> TEXTO PARA LEER
######
Estimado, los amplificadores STK tienen la particularidad que al conectarse sin carga queman una resistencia a mi me paso lo mismo y en este foro se menciona, lo ideal es que lo conectes con carga, es decir con un parlante..
saludos


----------



## juliangp (May 5, 2012)

Hola, ya vi que hay un tema creado a partir de este amplificador, pero no encontre a base del 4221 ii  sino este numero solo, entonces cuando me baje el datasheet del II, lo que vi es que hay partes que no tienen nada soldado sino que estan vacias, nose si sera una placa mas bien universal  (osea para otros modulo stk) o si a esta le faltara algo en montaje superficial, abajo dejo la imagen de el pcb que consegui para el stk 4221II ( y ni siquiera se donde es la entrada de audio, la salida y la entrada de corriente)! saludos


----------



## Fogonazo (May 5, 2012)

Si no me equivoco en los lugares en blanco, patas 1 y 21 se colocaba una red RC para compensar la respuesta a frecuencia.


----------



## juliangp (May 5, 2012)

Ahh muchas gracias fogo, que vendria a ser eso?


----------



## Fogonazo (May 5, 2012)

juliangp dijo:


> Ahh muchas gracias fogo, que vendria a ser eso?



Siempre con la posibilidad de que mi memoria esté fallando, es una compensación de la curva de respuesta a la frecuencia para lograr que esta sea más plana, también ayuda a evitar posibles oscilaciones en alta frecuencia.


----------



## juliangp (May 5, 2012)
######
> DATOS PROPORCIONADOS
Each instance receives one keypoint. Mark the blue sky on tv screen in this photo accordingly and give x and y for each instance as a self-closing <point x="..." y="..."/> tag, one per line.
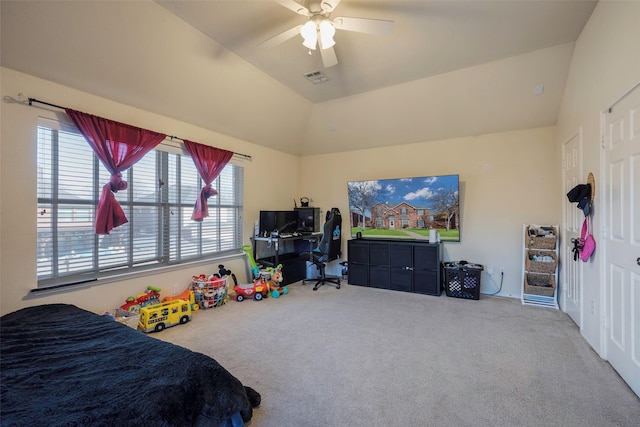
<point x="416" y="191"/>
######
> TAREAS A REALIZAR
**1)** Según el texto sobre el amplificador STK, ¿qué se colocaba en los lugares en blanco de las patas 1 y 21?
**2)** Escribe la continuación del texto sobre el amplificador STK a partir del punto en que se detiene.

> RESPUESTAS FINALES
**1)** Una red RC para compensar la respuesta a frecuencia.

**2)**
gracias fogo, ahora mismo me pongo a buscar que componentes lleva, saludos!!


----------



## SKYFALL (May 7, 2012)

yo tengo un equipo de sonido Philips, el AS785C que trae dentro un STK4221II, es de 80W por canal pero en el manual dice que alcanza a entregar 120W a una carga de 6 Ohm, suena muy bien y los bajos son tremendos.


----------



## tinchoball (Dic 2, 2013)

este es el circuito que querias utilizar? 






con estos pcb 






viendo que no se publica hace 6 meses, funciono el amplificador ?


----------



## marck272004 (Dic 13, 2013)

Hola, este es un muy buen amplificador, tengo un amigo argentino que hizo uno y quedo bastante feliz, pero ten cuidado con las pruebas, lei que lo probaste sin carga, y tengo entendido que los STK se queman al no tener carga, lo mejor que puedes hacer es ponerle un parlante aunque sea de poca potencia por canal para asi no correr el riesgo, yo hice uno hace años y funciono de maravillas, asi que mucha suerte..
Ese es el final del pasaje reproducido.